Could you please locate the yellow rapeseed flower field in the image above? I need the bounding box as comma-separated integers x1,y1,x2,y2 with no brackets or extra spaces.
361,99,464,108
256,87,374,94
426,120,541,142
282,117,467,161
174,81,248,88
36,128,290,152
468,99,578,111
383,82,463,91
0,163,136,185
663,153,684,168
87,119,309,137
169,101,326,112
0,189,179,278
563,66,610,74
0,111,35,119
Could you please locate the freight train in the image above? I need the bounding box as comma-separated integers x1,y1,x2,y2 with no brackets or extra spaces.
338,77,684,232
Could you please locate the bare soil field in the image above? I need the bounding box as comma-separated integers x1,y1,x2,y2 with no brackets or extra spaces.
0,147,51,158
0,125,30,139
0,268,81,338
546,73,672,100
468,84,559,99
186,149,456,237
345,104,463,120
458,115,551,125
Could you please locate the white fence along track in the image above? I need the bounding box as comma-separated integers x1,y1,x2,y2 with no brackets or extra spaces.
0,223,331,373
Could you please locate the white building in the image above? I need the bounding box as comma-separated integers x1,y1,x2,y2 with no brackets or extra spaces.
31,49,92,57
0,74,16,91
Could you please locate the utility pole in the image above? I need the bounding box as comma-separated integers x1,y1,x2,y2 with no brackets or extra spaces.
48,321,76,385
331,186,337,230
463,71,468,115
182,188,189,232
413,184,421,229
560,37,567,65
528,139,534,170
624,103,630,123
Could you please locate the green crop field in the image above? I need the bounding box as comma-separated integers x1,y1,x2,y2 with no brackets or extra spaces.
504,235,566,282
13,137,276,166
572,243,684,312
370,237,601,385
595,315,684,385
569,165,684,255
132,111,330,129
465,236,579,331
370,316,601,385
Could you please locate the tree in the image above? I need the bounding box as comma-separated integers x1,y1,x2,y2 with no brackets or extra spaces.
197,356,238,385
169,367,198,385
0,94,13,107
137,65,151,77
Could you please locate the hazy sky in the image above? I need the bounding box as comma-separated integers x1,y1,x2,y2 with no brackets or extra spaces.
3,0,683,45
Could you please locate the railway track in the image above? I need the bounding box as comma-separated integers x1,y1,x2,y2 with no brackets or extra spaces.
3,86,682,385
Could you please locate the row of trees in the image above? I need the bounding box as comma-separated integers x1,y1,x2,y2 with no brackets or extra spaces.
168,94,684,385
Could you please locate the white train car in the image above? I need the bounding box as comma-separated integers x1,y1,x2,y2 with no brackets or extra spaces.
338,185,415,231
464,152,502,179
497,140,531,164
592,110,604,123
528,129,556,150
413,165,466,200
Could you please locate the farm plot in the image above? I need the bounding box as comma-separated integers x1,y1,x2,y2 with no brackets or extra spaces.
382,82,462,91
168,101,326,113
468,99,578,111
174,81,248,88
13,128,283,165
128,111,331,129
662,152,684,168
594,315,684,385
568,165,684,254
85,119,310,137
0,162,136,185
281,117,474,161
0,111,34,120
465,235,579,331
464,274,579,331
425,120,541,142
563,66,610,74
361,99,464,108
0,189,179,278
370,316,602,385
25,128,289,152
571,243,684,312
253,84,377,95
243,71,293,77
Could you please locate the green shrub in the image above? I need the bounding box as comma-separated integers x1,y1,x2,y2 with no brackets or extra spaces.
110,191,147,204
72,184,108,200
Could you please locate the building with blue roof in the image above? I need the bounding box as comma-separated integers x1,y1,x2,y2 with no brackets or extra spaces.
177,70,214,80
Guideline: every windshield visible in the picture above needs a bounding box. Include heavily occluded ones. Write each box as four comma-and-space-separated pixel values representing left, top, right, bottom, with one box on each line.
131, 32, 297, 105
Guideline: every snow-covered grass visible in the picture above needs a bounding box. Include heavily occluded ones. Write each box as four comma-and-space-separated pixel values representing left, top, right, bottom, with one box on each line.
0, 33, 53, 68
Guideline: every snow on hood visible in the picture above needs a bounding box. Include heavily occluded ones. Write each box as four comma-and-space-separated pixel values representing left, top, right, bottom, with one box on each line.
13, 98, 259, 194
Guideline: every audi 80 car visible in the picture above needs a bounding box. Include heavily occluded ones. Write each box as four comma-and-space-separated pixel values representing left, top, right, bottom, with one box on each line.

Prompt: Repeat all the entries exactly as given.

Written response:
Could you please locate the yellow rapeseed flower field in the image above? I need the bounding box as comma-separated integers x1,y1,x2,y2 with no brackets or extra spaces.
361,99,464,108
256,87,374,94
426,120,541,142
282,117,467,161
174,81,248,88
36,128,290,152
468,99,578,111
383,82,463,91
0,163,136,185
663,153,684,168
87,119,309,137
169,101,326,112
0,189,179,278
563,66,610,74
0,111,35,119
Could you please locate the freight train in the image above? I need the bounding box as comma-separated integers x1,y1,x2,y2 with no brackets or extra spaces.
338,77,684,232
Could you please locate the bare soil field in the image above? I need the bounding box as comma-separated integers x1,y1,x2,y2 with no brackets or extra spaces.
0,147,51,158
0,125,30,139
0,268,81,338
546,73,672,100
468,84,559,99
186,149,456,237
345,104,463,120
458,115,551,125
Could you please locate the white fence along track in the image above? I need the bounding box as comma-separated integers x1,y1,x2,y2 with no brackets or extra spaces.
0,223,331,373
Could you please locate the white building in the image above? I need the bounding box as comma-separated integers x1,y1,x2,y2 with no brackets or extra spaces.
31,49,92,57
0,74,16,91
Could you please locate the utility pole in the image above? I need the bounding box as comma-separated integers x1,y1,x2,y2 with no brackets or extra spaces.
48,321,76,385
331,186,337,230
463,71,468,115
182,188,189,232
413,184,421,229
560,37,567,65
528,139,534,170
624,103,630,123
Could you please locate the green crop field in the image above? I need the bounding box as comma-separated integers x1,y1,x2,y2 with no brackets or extra spaces.
504,235,566,282
13,137,276,166
572,243,684,312
370,237,601,385
595,315,684,385
569,165,684,255
132,111,330,129
465,236,579,331
370,316,601,385
Could you please locate the tree in the image above? I need the bounding box as comma-separated integers x1,y1,x2,y2 with no brackets or extra spaces.
197,356,238,385
169,367,198,385
0,94,13,107
137,65,151,77
Could you please locate the hazy sky in the image above? I need the bounding box as comma-separated integers x1,y1,x2,y2 with no brackets or extra spaces.
3,0,683,45
Could you please locate the railway track in the image above? I need the bounding box as comma-separated integers x1,y1,x2,y2 with no brackets or extra spaces.
3,86,682,385
Could you please locate the row of trees in the image above? I need the bounding box as comma-separated integers x1,y1,x2,y2 with no brackets or extra spaces.
168,94,684,385
Could you please locate the white train car in the image above? I need the bounding box as comma-separated integers x1,y1,x2,y2 with no brackets or extra spaces.
338,185,415,231
464,152,502,179
497,140,531,164
592,110,604,123
528,129,556,150
413,165,466,200
Could you please locate the farm plot in the image above? I need the bounding box as comma-separated integers x1,y1,x2,y2 with no brackets or extra spaces.
382,82,462,91
168,101,326,113
468,99,578,111
174,81,248,88
13,128,283,165
128,111,331,129
662,152,684,168
594,315,684,385
568,165,684,254
85,119,310,137
0,162,136,185
281,117,474,161
0,111,34,120
465,235,579,331
464,274,579,331
425,120,541,142
563,66,610,74
361,99,464,108
0,189,179,278
370,316,602,385
25,128,289,152
571,243,684,312
253,84,377,95
243,71,293,77
Could you please locate the green shrub in the image above? I need the bounding box as comma-separated integers x1,y1,x2,y2 with no brackets or extra spaces.
110,191,147,204
72,184,108,200
Could you please locate the building with blue roof in the image above? I need the bounding box as comma-separated integers x1,y1,x2,y2 with no brackets or extra spaces.
177,70,214,80
Guideline: every windshield visible in the picture above needs a bounding box. Include heavily occluded ones. Write each box as four comma-and-space-separated pixel values representing left, top, right, bottom, with one box on each line.
131, 32, 297, 105
Guideline: every snow-covered grass visible in the picture above needs a bounding box. Include heavily occluded ones. Write each box as four comma-and-space-separated pixel values representing left, top, right, bottom, with one box on each line.
0, 33, 53, 68
Guideline: every snow on hood visible in the picture above needs a bounding box. Include heavily occluded ones. Write each box as four comma-and-space-separated pixel values representing left, top, right, bottom, with one box on each line.
13, 98, 259, 194
Guideline: every audi 80 car visible in the picture above needs a bounding box. Include heavily occluded ones. Write each box as four comma-and-space-separated pixel values representing left, top, right, bottom, with one box on each line.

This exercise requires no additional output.